* _The data_:
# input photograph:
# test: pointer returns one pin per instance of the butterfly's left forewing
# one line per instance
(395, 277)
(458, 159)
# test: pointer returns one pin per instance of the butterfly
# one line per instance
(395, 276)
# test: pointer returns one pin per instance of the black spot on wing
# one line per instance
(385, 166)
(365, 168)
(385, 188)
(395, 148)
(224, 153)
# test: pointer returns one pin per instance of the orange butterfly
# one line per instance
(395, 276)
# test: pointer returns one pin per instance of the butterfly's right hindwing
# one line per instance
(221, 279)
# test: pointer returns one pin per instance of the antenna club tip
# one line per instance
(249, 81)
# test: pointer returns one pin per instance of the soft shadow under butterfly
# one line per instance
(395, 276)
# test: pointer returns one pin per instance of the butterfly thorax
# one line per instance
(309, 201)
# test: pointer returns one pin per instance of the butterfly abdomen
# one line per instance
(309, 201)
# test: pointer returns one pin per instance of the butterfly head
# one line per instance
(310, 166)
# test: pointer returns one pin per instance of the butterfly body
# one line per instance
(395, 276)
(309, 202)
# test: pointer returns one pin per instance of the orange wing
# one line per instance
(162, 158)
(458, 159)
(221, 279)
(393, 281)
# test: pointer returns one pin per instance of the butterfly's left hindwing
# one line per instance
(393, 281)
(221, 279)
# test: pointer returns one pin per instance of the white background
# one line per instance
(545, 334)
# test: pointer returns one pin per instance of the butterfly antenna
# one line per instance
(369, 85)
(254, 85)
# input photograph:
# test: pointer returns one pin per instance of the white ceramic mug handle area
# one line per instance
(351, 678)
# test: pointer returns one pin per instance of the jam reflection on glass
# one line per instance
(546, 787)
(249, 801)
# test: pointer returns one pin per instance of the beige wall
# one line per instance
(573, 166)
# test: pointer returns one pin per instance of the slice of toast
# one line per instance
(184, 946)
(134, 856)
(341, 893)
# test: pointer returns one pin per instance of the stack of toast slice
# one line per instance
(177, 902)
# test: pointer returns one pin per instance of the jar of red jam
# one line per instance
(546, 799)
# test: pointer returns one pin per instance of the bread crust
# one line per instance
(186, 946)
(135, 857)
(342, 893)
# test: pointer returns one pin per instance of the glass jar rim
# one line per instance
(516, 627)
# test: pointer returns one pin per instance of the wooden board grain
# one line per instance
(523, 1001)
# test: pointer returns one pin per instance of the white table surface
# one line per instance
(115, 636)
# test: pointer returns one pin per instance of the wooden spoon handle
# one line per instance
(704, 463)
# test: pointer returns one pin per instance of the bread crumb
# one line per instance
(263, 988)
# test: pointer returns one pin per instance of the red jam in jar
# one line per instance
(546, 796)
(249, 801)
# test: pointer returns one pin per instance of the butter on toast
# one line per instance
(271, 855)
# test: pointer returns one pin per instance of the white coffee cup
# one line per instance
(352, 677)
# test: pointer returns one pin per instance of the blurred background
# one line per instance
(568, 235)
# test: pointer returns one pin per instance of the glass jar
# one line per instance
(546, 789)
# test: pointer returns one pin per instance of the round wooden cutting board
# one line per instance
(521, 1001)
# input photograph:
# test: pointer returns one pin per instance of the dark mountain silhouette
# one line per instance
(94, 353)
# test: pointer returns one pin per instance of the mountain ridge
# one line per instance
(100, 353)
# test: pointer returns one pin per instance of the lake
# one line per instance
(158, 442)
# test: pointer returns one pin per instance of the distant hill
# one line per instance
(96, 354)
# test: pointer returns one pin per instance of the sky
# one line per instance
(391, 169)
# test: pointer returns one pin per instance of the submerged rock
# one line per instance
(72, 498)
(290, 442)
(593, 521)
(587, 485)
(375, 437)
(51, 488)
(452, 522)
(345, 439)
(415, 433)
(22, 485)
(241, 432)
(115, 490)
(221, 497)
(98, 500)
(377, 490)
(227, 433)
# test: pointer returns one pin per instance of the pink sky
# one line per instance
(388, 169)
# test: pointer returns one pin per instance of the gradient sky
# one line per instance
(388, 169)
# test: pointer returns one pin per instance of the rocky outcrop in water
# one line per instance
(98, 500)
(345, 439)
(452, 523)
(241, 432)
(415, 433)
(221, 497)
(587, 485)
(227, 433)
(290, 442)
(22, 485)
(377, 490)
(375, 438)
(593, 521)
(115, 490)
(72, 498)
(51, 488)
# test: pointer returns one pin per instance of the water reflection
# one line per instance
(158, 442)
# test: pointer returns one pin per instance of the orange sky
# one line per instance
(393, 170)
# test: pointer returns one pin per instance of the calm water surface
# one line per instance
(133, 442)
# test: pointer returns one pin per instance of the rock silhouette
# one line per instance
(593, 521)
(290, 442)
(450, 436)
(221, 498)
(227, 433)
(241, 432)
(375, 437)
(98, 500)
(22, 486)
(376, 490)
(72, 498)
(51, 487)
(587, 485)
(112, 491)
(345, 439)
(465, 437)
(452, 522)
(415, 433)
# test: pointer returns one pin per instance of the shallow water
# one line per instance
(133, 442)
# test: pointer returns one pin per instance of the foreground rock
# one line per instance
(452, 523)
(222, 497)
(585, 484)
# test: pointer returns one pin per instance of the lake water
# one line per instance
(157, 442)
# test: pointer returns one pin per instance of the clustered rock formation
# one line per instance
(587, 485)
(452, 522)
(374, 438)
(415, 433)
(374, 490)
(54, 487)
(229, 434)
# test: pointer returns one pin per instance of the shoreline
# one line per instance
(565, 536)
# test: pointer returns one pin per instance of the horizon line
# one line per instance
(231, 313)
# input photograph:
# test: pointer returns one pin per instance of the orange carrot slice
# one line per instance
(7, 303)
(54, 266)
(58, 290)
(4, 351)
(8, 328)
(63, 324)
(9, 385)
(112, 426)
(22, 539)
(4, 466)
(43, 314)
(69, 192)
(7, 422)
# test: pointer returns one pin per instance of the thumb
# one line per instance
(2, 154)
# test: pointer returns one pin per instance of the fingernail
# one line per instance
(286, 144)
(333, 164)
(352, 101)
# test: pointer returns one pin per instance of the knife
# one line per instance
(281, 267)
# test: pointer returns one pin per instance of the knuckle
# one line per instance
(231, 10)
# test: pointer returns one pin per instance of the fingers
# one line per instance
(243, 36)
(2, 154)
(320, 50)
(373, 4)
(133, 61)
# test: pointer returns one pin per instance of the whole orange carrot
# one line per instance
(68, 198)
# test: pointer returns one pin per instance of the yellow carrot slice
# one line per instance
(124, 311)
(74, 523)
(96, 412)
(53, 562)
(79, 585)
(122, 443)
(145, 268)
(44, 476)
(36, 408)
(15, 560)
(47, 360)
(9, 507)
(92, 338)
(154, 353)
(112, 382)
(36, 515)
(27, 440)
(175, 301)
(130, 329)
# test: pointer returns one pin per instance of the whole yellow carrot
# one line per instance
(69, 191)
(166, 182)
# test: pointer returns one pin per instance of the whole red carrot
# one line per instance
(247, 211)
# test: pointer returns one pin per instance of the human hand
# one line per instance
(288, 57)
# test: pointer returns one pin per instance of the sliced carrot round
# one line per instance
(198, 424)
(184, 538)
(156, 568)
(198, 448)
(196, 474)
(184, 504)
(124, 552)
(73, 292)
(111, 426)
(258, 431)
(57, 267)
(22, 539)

* _Task_: Once the listing above has been read, restate it exactly.

* _The completed task_:
# input photograph:
# test: pointer returns one pin per instance of the butterfly's left forewing
# one line per instance
(395, 277)
(458, 159)
# test: pointer returns one pin per instance of the butterfly
# one line per instance
(395, 276)
# test: pointer returns one pin per instance of the black spot on wing
# one line per instance
(385, 166)
(365, 168)
(385, 188)
(395, 148)
(224, 153)
# test: pointer returns one pin per instance of the orange butterfly
# one line per instance
(395, 276)
# test: pointer returns one pin per instance of the butterfly's right hindwing
# one line per instance
(221, 279)
# test: pointer returns one pin per instance of the antenna club tip
# one line per instance
(249, 81)
# test: pointer returns one pin per instance of the soft shadow under butterfly
# one line per instance
(395, 276)
# test: pointer returns one pin per instance of the butterfly thorax
# one line per instance
(309, 201)
# test: pointer returns one pin per instance of the butterfly abdomen
# one line per instance
(309, 201)
# test: pointer returns one pin per instance of the butterfly head
# one line per instance
(310, 166)
# test: pointer returns one pin per instance of the butterfly body
# one line per instance
(395, 276)
(309, 202)
# test: pointer returns one pin per instance of the orange wing
# one line per instance
(162, 158)
(458, 159)
(221, 279)
(393, 281)
# test: pointer returns one pin per instance of the butterfly's left hindwing
# one line per instance
(393, 281)
(221, 279)
# test: pointer returns one pin per instance of the white background
# one line per instance
(545, 334)
# test: pointer returns one pin per instance of the butterfly antenna
# one line per instance
(369, 85)
(254, 85)
# input photograph:
# test: pointer returns one pin per instance of the white ceramic mug handle area
# one line per instance
(351, 678)
# test: pointer returns one pin per instance of the jam reflection on glass
# one line per instance
(546, 787)
(249, 801)
# test: pointer returns one pin per instance of the beige wall
# one line per instance
(573, 166)
# test: pointer returns one pin per instance of the slice of toast
# one line per instance
(184, 946)
(134, 856)
(341, 893)
# test: pointer returns one pin per instance of the stack of toast slice
# one line per instance
(177, 902)
# test: pointer returns one pin per instance of the jar of red jam
# one line per instance
(546, 799)
# test: pointer returns one pin per instance of the bread crust
# one line per instance
(186, 946)
(135, 857)
(342, 893)
# test: pointer returns one pin per instance of the glass jar rim
# one line per instance
(516, 627)
# test: pointer returns one pin per instance of the wooden board grain
# one line per instance
(523, 1001)
# test: pointer returns one pin per instance of the white table surface
# one line per instance
(115, 636)
# test: pointer returns one pin per instance of the wooden spoon handle
# one line per instance
(704, 463)
# test: pointer returns one pin per instance of the bread crumb
# one line per instance
(263, 988)
# test: pointer returns one pin per instance of the red jam in jar
# one line per instance
(546, 796)
(249, 801)
# test: pointer returns one pin per instance of the butter on toast
# one line per instance
(271, 855)
# test: pointer returns one pin per instance of the white coffee cup
# one line per instance
(352, 677)
# test: pointer returns one pin per instance of the blurred background
# one line per instance
(568, 235)
# test: pointer returns one pin per instance of the glass jar
# one line per instance
(546, 789)
# test: pointer returns one pin per instance of the round wooden cutting board
# one line per instance
(521, 1001)
# input photograph:
# test: pointer returns one pin per instance of the dark mountain silhouette
# one line per instance
(94, 353)
# test: pointer returns one pin per instance of the mountain ridge
# one line per instance
(100, 353)
# test: pointer returns one pin per instance of the lake
# one line per instance
(158, 442)
# test: pointer returns one pin per instance of the distant hill
# one line per instance
(96, 354)
# test: pointer returns one pin per instance of the sky
# one line per instance
(391, 169)
# test: pointer returns one pin per instance of the submerged rock
# one line per instance
(72, 498)
(290, 442)
(593, 521)
(587, 485)
(375, 437)
(51, 488)
(452, 522)
(345, 439)
(415, 433)
(22, 485)
(241, 432)
(115, 490)
(221, 497)
(98, 500)
(377, 490)
(227, 433)
# test: pointer returns one pin per instance of the pink sky
# one line per instance
(388, 169)
# test: pointer returns one pin per instance of the gradient sky
# one line per instance
(388, 169)
# test: pointer returns one pin per instance of the rocky outcrop in water
# one line per instance
(98, 500)
(345, 439)
(452, 523)
(241, 432)
(415, 433)
(221, 497)
(587, 485)
(227, 433)
(290, 442)
(22, 485)
(377, 490)
(375, 438)
(593, 521)
(115, 490)
(72, 498)
(51, 488)
# test: pointer returns one pin per instance of the water reflection
# one line per instance
(158, 442)
# test: pointer returns one pin per instance of the orange sky
# one line per instance
(393, 170)
# test: pointer returns one pin per instance of the calm water surface
# one line per instance
(133, 442)
# test: pointer returns one pin per instance of the rock silhouette
# one line per instance
(593, 521)
(290, 442)
(450, 436)
(221, 498)
(227, 433)
(241, 432)
(375, 437)
(98, 500)
(22, 486)
(376, 490)
(72, 498)
(51, 487)
(587, 485)
(112, 491)
(345, 439)
(465, 437)
(452, 522)
(415, 433)
# test: pointer returns one pin per instance of the shallow water
# one line per instance
(133, 442)
# test: pointer returns one pin per instance of the foreground rock
# one line per instance
(452, 523)
(222, 497)
(585, 484)
# test: pointer returns one pin per instance of the lake water
# one line per instance
(157, 442)
# test: pointer returns one pin per instance of the clustered rock formation
# one line per instance
(587, 485)
(452, 522)
(374, 438)
(415, 433)
(374, 490)
(54, 487)
(229, 434)
# test: pointer returns one pin per instance of the shoreline
# one line per instance
(565, 536)
# test: pointer returns one pin per instance of the horizon line
# one line per instance
(231, 313)
# input photograph:
# test: pointer returns one pin per instance of the orange carrot slice
# one line per instance
(7, 303)
(54, 266)
(58, 290)
(4, 351)
(8, 328)
(63, 324)
(9, 385)
(112, 426)
(22, 539)
(4, 466)
(43, 314)
(69, 192)
(7, 422)
# test: pointer returns one pin per instance of the thumb
# one line per instance
(2, 154)
# test: pointer returns one pin per instance of the fingernail
# one line per instance
(286, 144)
(333, 164)
(352, 101)
# test: pointer returns one pin per instance of the knife
# one line per instance
(281, 267)
# test: pointer returns one pin per instance of the knuckle
# one line per instance
(231, 10)
# test: pointer returns one pin per instance of the fingers
# one line per instance
(243, 36)
(2, 154)
(320, 50)
(373, 4)
(133, 61)
# test: pointer returns one pin per instance of the whole orange carrot
# one line per instance
(68, 198)
# test: pointer returns one pin per instance of the yellow carrot slice
# one line per instance
(124, 311)
(74, 523)
(96, 412)
(53, 562)
(79, 585)
(122, 443)
(145, 268)
(44, 476)
(36, 408)
(15, 560)
(47, 360)
(9, 507)
(92, 338)
(154, 353)
(112, 382)
(36, 515)
(27, 440)
(175, 301)
(130, 329)
# test: pointer returns one pin per instance of the whole yellow carrot
# one line per instance
(69, 191)
(166, 182)
# test: pointer returns one pin per instance of the whole red carrot
# one line per instance
(247, 211)
# test: pointer returns one pin per instance of the human hand
# one line per instance
(288, 57)
# test: pointer returns one pin per instance of the sliced carrot round
# one line per instance
(198, 424)
(184, 538)
(156, 568)
(198, 448)
(196, 474)
(184, 504)
(124, 552)
(73, 292)
(111, 426)
(258, 431)
(57, 267)
(22, 539)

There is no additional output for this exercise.